| Objectif |
Recopiez telles quelles toutes les lignes des données qui suivent, en laissant les images de côté.

| Données |
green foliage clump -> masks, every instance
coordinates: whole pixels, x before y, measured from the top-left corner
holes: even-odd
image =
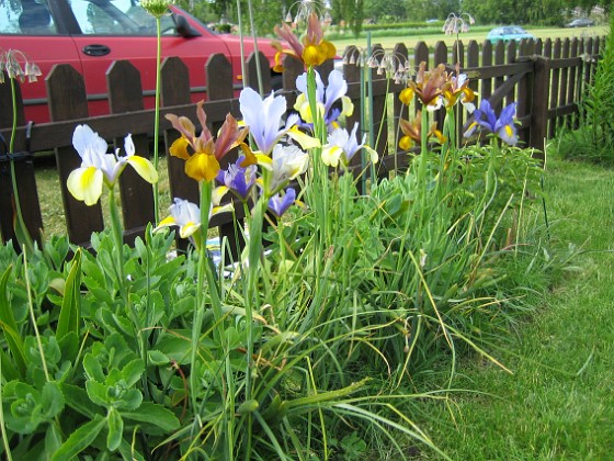
[[[614,16],[612,16],[612,24]],[[565,132],[558,140],[558,151],[566,159],[614,165],[614,35],[607,35],[603,56],[594,80],[584,91],[580,108],[580,126]]]

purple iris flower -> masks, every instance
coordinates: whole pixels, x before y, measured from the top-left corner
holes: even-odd
[[[286,113],[286,99],[273,93],[262,99],[251,88],[245,88],[239,95],[243,122],[250,127],[250,134],[258,148],[264,155],[271,154],[273,147],[298,123],[298,115],[291,114],[285,125],[282,119]]]
[[[343,74],[339,70],[332,70],[328,76],[328,87],[320,75],[316,71],[316,103],[321,108],[327,126],[333,126],[341,115],[352,115],[354,105],[348,93],[348,82],[343,78]],[[312,125],[312,114],[307,98],[307,74],[303,74],[296,78],[296,89],[300,91],[296,100],[294,109],[303,116],[305,123],[302,126],[309,127]],[[333,108],[333,104],[341,102],[342,109]],[[307,115],[307,112],[309,115]]]
[[[243,202],[248,200],[250,189],[255,183],[258,170],[255,165],[250,165],[247,168],[241,167],[245,159],[243,156],[240,156],[235,164],[228,166],[227,170],[220,170],[216,178]]]
[[[283,195],[278,192],[269,200],[269,210],[271,210],[276,217],[282,217],[295,200],[296,191],[293,188],[287,188]]]
[[[484,99],[480,102],[479,109],[474,112],[474,122],[469,125],[465,132],[465,136],[468,137],[474,134],[476,128],[479,126],[494,133],[504,143],[513,146],[518,143],[518,133],[514,125],[514,116],[516,114],[516,103],[512,102],[507,108],[501,111],[499,119],[494,114],[490,102]]]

| Résultat obtenu |
green foliage clump -> masks, every instance
coordinates: whole pixels, x before y, measured from the top-left corner
holes: even-odd
image =
[[[614,16],[612,16],[612,24]],[[565,132],[558,140],[558,151],[566,159],[614,165],[614,35],[607,35],[603,56],[594,80],[584,91],[580,108],[580,126]]]

purple iris flower -> masks, every instance
coordinates: whole pixels, x before y, measured from the top-left corner
holes: even-odd
[[[286,113],[286,99],[273,93],[262,99],[251,88],[245,88],[239,95],[243,122],[250,127],[250,134],[258,148],[264,155],[271,154],[273,147],[298,123],[298,115],[291,114],[285,125],[282,119]]]
[[[343,74],[339,70],[332,70],[328,76],[328,87],[320,75],[316,71],[316,103],[321,108],[327,126],[333,126],[341,115],[352,115],[354,105],[348,93],[348,82],[343,78]],[[312,125],[312,114],[307,98],[307,74],[303,74],[296,78],[296,89],[300,91],[296,100],[294,109],[303,116],[305,123],[302,126],[309,127]],[[333,108],[333,104],[341,102],[342,109]],[[307,115],[307,112],[309,115]]]
[[[243,202],[248,200],[250,189],[255,183],[258,170],[255,165],[250,165],[247,168],[241,167],[245,159],[243,156],[240,156],[235,164],[228,166],[227,170],[220,170],[216,178]]]
[[[283,195],[278,192],[269,200],[269,210],[271,210],[276,217],[282,217],[295,200],[296,191],[293,188],[287,188]]]
[[[484,99],[480,102],[479,109],[474,112],[474,122],[469,125],[465,132],[465,136],[468,137],[474,134],[476,128],[479,126],[494,133],[504,143],[513,146],[518,143],[518,133],[514,125],[514,116],[516,114],[516,103],[512,102],[507,108],[501,111],[499,119],[494,114],[490,102]]]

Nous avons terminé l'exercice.